EXERCISE MATERIALS

— Start —

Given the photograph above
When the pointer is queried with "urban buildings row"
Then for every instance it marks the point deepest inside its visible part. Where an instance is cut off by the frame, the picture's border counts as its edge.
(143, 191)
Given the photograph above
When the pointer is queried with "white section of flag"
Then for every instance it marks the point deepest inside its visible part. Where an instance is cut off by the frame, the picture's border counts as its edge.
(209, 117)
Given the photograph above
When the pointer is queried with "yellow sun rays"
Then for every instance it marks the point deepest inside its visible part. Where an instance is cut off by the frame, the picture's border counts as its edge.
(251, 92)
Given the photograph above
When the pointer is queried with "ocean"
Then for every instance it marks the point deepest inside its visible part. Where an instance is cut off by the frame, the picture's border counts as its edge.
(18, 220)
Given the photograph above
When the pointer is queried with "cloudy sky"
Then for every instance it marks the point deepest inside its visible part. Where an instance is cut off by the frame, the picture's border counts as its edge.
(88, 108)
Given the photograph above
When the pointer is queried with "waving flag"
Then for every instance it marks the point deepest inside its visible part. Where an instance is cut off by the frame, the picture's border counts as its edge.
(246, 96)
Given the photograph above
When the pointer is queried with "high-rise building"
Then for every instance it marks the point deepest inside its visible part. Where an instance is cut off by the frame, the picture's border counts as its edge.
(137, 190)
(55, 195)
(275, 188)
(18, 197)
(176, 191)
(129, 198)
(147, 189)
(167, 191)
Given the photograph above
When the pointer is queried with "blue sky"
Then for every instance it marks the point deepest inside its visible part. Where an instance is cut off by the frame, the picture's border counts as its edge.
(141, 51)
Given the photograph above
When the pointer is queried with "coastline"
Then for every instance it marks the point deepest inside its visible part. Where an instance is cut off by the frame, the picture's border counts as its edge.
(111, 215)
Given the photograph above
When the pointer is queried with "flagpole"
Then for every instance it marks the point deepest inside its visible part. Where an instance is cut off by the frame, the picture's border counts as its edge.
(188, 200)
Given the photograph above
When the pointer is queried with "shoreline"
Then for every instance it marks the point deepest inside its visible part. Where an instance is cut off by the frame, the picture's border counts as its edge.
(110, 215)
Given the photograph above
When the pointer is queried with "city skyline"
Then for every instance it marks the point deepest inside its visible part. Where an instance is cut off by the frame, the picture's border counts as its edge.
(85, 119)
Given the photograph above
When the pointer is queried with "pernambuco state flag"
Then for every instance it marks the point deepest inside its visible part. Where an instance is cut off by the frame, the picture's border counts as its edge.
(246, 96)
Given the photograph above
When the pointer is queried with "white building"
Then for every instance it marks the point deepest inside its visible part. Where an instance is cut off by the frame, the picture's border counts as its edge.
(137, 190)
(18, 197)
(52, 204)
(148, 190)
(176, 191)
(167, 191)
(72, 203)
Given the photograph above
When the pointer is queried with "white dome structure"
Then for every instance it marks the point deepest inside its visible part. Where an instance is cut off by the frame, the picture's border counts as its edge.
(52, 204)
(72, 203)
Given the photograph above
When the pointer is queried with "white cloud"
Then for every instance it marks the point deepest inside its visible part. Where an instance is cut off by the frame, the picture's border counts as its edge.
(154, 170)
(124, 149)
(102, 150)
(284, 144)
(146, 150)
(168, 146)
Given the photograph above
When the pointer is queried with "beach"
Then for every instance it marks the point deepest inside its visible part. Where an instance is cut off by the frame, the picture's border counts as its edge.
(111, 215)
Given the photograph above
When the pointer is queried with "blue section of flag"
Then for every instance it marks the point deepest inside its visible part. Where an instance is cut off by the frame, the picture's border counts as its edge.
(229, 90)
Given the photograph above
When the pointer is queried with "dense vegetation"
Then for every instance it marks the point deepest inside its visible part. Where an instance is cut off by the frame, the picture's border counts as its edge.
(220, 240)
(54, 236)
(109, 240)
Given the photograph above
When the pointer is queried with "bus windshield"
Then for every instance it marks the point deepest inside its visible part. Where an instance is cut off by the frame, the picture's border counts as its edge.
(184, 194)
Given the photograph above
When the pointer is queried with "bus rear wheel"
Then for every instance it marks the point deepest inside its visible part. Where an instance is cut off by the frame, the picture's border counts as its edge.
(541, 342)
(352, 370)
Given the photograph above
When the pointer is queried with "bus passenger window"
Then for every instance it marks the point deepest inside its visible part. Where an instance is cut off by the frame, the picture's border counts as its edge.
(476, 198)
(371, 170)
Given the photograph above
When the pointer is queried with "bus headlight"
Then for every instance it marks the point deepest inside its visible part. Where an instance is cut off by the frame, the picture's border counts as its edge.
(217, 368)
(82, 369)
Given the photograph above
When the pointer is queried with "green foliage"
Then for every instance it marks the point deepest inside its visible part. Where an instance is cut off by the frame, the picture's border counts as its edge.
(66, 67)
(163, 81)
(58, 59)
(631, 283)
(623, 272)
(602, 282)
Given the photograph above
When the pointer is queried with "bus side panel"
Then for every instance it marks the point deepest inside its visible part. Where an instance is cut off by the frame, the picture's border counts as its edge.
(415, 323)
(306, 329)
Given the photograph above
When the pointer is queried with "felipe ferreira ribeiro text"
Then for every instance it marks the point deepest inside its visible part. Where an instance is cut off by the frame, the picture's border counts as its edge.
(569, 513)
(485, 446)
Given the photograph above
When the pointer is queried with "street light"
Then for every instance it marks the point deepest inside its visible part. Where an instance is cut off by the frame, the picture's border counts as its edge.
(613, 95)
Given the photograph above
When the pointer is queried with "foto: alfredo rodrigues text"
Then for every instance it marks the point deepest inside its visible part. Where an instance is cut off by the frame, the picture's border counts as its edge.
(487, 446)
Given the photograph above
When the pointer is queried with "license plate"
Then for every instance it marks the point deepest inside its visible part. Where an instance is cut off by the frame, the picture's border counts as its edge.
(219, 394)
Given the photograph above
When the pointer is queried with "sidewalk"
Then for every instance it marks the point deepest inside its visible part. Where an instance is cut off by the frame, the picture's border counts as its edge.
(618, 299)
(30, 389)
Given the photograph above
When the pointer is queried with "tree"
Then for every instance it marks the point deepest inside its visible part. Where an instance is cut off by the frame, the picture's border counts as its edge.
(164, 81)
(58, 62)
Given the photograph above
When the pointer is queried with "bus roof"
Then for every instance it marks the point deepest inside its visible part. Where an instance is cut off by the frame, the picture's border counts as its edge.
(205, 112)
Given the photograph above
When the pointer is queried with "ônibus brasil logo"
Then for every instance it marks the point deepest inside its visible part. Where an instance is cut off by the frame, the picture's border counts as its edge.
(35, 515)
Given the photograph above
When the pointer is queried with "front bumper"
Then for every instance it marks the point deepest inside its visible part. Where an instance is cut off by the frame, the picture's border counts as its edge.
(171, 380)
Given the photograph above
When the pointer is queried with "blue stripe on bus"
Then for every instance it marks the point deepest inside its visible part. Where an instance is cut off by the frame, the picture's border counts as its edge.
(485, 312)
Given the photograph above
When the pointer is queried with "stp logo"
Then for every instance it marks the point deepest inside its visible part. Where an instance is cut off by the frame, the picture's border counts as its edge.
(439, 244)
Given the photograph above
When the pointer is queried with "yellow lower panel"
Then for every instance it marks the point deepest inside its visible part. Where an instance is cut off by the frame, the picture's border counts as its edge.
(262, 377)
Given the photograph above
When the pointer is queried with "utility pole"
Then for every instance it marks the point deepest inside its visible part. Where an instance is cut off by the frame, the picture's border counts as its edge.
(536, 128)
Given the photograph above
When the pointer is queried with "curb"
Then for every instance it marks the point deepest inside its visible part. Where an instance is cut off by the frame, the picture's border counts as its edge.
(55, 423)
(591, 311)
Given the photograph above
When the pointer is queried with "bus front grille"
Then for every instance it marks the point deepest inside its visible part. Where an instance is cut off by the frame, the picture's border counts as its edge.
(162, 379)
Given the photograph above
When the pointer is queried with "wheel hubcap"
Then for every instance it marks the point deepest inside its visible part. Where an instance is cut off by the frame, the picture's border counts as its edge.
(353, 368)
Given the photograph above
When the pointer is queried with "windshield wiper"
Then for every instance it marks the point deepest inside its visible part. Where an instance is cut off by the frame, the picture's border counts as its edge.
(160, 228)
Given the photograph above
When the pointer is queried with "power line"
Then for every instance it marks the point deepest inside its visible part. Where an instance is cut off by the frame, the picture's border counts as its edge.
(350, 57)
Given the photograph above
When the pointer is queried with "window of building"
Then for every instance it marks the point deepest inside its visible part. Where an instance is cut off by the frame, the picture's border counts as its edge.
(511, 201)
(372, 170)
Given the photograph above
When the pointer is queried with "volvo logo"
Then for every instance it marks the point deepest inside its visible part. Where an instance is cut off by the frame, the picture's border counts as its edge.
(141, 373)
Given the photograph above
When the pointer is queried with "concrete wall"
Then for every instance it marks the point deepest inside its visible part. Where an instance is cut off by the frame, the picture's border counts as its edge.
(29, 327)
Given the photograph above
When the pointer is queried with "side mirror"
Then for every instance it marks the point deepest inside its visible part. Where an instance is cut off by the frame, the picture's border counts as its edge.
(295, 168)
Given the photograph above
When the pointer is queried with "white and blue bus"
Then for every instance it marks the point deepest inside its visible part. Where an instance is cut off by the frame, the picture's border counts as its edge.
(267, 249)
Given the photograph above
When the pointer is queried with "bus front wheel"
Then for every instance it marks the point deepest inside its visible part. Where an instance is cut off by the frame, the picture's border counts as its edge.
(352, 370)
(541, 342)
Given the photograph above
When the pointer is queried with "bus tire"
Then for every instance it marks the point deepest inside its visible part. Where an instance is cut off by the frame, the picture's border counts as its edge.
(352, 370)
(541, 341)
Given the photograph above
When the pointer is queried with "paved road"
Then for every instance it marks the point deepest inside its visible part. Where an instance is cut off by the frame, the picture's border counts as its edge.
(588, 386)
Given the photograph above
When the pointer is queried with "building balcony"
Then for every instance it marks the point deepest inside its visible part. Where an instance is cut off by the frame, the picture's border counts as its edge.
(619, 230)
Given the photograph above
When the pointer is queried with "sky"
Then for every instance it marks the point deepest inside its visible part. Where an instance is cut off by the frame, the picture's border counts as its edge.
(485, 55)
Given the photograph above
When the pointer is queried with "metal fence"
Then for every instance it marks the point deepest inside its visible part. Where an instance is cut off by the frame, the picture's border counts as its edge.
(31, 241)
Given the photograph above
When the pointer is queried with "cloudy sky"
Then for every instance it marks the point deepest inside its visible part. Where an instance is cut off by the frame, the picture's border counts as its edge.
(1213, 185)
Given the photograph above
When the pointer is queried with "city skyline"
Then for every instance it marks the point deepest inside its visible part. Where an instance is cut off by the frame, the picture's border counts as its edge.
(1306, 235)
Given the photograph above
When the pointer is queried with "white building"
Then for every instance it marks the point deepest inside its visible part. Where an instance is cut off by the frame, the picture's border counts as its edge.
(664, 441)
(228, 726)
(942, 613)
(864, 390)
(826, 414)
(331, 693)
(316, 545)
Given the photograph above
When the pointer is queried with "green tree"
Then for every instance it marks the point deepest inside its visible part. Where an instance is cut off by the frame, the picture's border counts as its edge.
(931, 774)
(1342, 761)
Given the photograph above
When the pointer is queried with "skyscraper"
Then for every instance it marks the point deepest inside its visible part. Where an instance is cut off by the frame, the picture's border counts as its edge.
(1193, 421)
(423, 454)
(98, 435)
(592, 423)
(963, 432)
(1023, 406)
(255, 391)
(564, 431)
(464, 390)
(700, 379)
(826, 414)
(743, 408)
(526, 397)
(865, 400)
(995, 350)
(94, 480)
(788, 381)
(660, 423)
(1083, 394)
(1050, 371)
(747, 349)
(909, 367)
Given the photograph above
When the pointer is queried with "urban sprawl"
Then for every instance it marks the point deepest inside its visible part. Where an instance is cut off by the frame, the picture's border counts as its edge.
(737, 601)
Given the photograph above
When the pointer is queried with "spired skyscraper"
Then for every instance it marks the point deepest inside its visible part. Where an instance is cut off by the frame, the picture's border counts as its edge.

— End —

WRITTEN EXERCISE
Show every line above that contains the string "skyscraper".

PROBLEM SOLUTION
When the pointer is queried with "skyscraper"
When the pointer is queried with "spired skyscraper"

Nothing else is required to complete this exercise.